* Required work:
Copy the records below from the line with "Where can the dog's nose" up to and including the line with "point(598, 167)", requests and all, but scale each coordinate in the answer points by 1.85 and round it to a whole number, with halves going up. Keep the numbers in the requests and in their sample points as they are.

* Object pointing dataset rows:
►

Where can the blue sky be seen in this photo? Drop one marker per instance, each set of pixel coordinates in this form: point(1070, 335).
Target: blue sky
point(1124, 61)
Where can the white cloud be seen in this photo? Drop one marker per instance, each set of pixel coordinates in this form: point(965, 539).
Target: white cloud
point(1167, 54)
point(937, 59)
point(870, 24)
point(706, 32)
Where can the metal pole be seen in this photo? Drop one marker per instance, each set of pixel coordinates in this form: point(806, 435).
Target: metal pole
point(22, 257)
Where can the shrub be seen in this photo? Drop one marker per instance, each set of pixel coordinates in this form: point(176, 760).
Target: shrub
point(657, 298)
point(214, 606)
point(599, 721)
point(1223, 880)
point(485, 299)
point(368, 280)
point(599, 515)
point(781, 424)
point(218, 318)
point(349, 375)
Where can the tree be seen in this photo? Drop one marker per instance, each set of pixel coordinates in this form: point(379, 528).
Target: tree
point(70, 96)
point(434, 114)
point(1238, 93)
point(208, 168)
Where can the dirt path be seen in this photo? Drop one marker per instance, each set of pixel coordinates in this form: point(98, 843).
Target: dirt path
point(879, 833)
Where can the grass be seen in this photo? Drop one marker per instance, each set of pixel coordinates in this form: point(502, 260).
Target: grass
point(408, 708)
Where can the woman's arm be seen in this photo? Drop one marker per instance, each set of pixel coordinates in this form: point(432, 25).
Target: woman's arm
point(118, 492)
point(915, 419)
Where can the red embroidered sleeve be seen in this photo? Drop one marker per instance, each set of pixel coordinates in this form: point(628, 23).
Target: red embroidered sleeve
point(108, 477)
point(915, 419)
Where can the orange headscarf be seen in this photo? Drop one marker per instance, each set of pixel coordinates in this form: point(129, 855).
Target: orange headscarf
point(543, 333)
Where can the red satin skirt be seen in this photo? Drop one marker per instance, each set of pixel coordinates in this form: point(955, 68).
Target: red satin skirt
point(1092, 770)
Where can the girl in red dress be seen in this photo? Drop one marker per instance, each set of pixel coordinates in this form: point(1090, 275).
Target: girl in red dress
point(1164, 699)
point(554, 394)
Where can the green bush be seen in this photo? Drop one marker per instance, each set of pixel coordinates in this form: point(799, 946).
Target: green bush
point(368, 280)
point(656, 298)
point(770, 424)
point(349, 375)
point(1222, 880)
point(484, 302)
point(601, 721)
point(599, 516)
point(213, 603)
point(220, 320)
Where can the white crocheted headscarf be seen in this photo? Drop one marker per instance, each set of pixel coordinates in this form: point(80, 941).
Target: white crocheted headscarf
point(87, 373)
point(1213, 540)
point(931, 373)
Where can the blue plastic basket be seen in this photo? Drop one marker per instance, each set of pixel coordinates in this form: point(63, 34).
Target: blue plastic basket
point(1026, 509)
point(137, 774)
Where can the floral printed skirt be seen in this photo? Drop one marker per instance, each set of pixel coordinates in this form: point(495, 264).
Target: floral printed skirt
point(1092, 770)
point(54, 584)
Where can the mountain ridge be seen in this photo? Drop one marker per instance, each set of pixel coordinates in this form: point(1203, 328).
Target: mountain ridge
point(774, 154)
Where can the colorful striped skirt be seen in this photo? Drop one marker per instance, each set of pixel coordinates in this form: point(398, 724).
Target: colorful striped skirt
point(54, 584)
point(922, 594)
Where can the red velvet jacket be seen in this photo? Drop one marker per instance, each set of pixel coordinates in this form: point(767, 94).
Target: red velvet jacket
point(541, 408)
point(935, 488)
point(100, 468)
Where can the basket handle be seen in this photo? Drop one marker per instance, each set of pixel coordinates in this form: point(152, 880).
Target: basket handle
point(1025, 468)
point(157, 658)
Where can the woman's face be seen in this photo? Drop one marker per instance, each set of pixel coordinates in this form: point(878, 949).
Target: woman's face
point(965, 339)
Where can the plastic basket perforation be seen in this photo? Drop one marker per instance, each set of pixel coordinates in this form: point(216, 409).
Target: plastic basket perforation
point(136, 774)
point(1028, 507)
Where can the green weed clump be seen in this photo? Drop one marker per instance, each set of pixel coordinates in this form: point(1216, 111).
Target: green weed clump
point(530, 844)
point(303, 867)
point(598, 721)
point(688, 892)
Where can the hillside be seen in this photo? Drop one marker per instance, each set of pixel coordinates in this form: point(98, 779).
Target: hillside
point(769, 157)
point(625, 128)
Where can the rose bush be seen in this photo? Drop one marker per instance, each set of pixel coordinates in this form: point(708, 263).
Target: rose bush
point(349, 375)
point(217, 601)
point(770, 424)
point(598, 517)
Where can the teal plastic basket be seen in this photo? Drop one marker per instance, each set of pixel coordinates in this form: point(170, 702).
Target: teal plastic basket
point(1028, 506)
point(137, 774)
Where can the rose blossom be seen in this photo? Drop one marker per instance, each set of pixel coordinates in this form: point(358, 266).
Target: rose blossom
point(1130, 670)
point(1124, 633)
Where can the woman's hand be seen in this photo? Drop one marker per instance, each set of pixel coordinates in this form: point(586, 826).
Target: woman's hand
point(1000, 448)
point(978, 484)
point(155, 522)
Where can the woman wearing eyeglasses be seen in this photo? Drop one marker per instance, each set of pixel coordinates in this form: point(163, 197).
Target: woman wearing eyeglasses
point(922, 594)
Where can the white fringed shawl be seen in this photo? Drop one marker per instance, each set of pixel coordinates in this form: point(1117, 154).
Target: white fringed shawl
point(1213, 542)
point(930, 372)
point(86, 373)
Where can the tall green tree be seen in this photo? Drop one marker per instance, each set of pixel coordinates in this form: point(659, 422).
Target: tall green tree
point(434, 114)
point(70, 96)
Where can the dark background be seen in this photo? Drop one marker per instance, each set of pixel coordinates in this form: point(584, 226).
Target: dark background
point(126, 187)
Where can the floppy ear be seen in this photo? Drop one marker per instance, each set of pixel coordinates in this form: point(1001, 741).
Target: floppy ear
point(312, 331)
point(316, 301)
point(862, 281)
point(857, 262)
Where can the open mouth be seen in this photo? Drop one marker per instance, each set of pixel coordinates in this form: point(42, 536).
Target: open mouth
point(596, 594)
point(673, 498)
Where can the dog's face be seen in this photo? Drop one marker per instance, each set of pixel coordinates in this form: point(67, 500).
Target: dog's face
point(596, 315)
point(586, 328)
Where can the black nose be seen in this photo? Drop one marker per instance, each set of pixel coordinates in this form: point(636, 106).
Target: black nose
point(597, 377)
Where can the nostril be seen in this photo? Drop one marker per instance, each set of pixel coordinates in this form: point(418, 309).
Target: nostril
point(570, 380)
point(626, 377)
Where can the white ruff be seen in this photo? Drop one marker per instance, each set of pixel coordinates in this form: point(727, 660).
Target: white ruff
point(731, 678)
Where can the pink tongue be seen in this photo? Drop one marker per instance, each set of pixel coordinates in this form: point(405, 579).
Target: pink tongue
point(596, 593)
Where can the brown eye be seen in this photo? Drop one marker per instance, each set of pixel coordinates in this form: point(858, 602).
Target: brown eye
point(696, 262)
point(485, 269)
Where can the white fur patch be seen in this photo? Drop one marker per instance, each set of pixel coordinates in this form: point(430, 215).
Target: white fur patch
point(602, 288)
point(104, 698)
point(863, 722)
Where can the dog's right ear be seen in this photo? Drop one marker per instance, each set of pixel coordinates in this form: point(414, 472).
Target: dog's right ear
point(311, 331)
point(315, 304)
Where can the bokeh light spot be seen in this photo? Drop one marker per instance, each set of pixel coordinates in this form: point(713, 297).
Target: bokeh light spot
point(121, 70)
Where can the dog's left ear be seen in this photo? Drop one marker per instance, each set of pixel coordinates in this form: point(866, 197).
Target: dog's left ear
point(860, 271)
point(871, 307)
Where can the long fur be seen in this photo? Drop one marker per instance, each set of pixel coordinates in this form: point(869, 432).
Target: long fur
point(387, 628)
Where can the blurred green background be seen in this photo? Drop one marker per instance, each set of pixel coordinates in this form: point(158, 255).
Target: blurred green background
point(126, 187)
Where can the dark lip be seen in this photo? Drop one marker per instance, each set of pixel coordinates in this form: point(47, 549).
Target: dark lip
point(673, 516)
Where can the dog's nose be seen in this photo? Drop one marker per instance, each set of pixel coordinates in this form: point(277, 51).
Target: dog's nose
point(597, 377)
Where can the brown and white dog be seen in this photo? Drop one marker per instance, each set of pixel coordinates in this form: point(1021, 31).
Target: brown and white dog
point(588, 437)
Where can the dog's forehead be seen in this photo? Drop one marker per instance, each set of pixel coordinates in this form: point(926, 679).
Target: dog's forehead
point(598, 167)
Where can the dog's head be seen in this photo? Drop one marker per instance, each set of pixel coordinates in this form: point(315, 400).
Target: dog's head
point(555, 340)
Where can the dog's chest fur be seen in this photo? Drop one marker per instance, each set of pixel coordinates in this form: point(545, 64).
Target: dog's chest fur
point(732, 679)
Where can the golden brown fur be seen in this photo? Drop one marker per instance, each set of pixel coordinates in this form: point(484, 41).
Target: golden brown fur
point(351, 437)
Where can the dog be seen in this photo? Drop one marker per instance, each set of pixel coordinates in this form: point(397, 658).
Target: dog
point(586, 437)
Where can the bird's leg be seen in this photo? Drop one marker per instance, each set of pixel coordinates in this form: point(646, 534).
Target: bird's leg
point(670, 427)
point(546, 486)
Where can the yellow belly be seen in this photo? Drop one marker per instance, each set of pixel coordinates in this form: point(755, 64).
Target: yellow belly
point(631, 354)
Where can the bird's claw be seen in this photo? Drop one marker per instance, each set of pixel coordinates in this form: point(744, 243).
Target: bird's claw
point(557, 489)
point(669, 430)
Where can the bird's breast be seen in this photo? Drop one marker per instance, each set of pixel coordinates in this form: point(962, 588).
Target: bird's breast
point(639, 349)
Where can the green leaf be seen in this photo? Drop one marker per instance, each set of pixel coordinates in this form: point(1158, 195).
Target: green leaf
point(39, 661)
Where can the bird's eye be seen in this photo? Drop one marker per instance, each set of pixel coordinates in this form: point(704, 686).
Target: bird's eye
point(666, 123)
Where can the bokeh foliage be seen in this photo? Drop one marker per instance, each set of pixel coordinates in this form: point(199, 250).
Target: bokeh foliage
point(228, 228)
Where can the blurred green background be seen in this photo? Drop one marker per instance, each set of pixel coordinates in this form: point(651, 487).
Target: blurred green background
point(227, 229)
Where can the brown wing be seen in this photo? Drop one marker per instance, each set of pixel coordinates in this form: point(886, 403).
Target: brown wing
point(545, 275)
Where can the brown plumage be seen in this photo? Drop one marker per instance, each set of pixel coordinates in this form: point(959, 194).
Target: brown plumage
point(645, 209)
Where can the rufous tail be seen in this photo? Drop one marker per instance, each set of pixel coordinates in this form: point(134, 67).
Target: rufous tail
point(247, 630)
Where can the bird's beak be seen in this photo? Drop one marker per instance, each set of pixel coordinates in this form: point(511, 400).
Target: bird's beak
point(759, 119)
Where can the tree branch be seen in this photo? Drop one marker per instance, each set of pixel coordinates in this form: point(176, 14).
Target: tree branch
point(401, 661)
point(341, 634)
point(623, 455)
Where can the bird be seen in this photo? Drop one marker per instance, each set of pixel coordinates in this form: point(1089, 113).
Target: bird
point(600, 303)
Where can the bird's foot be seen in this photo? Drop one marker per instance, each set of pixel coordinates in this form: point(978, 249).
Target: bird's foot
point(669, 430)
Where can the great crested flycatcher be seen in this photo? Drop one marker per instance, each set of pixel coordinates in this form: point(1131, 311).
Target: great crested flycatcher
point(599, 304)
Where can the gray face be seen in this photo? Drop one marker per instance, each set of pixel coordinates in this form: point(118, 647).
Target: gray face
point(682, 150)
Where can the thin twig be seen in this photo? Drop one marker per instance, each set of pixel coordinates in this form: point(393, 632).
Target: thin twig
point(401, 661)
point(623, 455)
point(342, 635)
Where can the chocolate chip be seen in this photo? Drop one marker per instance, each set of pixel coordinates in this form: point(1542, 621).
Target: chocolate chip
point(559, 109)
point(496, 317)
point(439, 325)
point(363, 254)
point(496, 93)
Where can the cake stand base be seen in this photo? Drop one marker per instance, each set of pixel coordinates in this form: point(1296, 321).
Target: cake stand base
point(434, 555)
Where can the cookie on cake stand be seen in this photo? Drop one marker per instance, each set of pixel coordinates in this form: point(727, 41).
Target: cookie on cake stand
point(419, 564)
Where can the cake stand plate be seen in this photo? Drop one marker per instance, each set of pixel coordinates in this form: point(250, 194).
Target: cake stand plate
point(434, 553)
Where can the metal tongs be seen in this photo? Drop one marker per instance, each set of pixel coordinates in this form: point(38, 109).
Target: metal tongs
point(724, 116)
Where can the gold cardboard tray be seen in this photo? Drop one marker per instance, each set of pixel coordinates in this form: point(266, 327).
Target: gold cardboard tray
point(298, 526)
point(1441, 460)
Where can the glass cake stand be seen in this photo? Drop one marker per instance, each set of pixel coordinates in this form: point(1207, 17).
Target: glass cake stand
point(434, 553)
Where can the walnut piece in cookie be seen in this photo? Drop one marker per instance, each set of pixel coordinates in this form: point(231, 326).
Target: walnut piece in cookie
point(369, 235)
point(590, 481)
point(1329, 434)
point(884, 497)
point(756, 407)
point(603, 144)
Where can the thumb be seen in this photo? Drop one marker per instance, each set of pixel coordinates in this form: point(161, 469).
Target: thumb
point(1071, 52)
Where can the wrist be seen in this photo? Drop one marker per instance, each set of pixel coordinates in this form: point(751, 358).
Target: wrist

◄

* Finished exercise:
Where can the dog's nose be seen in this photo? Drop one marker per instance, each set of pixel coordinates in this form: point(277, 51).
Target: dog's nose
point(1104, 697)
Where can the brown and white dog be seen in this photo? Drop one marker per instance, each set of pixel coordinates in this form: point(1021, 31).
Target: brown and white dog
point(1088, 808)
Where can the dog's forehead be seen in this photo? Drop one marker per instance, each set of pixel coordinates in this form: point(926, 679).
Target: dog's forehead
point(1106, 309)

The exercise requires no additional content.